### Exercise:
Scan the records for the string "face", then copy each line that has it.

[Point localization data]
+ + +
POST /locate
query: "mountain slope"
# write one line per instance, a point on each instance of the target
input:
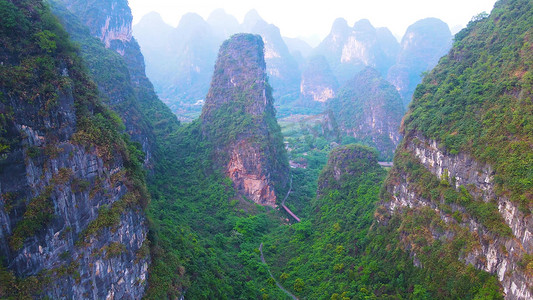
(369, 109)
(467, 153)
(72, 186)
(239, 120)
(111, 22)
(423, 44)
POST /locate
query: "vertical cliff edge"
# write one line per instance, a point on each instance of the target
(467, 155)
(72, 186)
(238, 118)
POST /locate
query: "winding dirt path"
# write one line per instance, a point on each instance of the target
(277, 283)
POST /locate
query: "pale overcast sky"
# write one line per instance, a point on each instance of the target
(299, 18)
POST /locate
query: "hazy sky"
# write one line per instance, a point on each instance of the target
(299, 18)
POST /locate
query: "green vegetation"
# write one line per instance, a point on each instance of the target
(478, 99)
(337, 253)
(39, 211)
(40, 69)
(440, 192)
(370, 108)
(204, 238)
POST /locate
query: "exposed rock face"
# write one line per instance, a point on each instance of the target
(318, 82)
(370, 109)
(423, 44)
(57, 179)
(496, 254)
(132, 96)
(111, 23)
(238, 118)
(443, 167)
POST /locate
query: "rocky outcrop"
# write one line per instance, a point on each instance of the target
(350, 161)
(71, 219)
(132, 96)
(461, 163)
(238, 119)
(282, 68)
(318, 82)
(351, 49)
(423, 44)
(495, 254)
(369, 108)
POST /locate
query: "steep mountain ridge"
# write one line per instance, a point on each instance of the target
(72, 186)
(122, 80)
(369, 109)
(423, 44)
(318, 82)
(461, 160)
(238, 119)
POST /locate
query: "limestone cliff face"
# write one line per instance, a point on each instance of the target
(423, 44)
(121, 78)
(370, 109)
(238, 118)
(71, 220)
(318, 82)
(110, 21)
(351, 49)
(495, 254)
(282, 69)
(461, 163)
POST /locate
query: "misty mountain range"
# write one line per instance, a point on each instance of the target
(180, 60)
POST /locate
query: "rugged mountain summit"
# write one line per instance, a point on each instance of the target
(72, 188)
(467, 157)
(238, 119)
(370, 109)
(282, 68)
(423, 44)
(350, 49)
(121, 79)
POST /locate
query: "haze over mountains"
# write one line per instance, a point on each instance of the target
(180, 60)
(104, 194)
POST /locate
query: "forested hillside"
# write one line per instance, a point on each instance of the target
(467, 159)
(72, 184)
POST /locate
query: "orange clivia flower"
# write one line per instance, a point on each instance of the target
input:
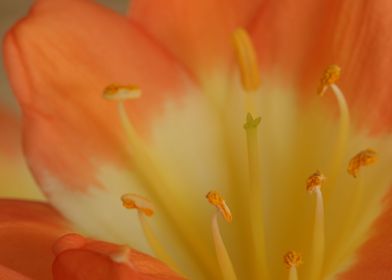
(130, 120)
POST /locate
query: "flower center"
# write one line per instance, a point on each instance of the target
(257, 225)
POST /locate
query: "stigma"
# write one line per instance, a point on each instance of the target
(316, 180)
(121, 92)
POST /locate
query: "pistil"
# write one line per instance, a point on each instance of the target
(313, 185)
(144, 208)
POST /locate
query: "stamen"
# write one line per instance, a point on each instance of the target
(292, 259)
(120, 92)
(255, 197)
(313, 185)
(144, 208)
(329, 79)
(247, 61)
(363, 158)
(223, 257)
(215, 199)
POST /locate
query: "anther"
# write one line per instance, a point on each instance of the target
(363, 158)
(331, 76)
(144, 207)
(292, 258)
(121, 92)
(313, 185)
(134, 201)
(247, 61)
(215, 199)
(222, 255)
(316, 180)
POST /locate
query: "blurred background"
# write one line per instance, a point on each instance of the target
(10, 12)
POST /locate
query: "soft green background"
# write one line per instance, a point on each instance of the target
(10, 12)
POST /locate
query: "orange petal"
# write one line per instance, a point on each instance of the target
(301, 38)
(59, 59)
(199, 33)
(375, 256)
(27, 233)
(78, 258)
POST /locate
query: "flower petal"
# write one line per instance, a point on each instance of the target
(27, 233)
(59, 60)
(16, 179)
(199, 33)
(374, 257)
(320, 33)
(78, 258)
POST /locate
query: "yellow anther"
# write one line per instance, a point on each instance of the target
(215, 199)
(314, 181)
(292, 258)
(121, 92)
(246, 59)
(134, 201)
(363, 158)
(331, 75)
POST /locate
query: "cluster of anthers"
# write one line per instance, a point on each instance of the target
(250, 80)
+ + +
### Result:
query: "exposed rock face"
query: "limestone cliff face"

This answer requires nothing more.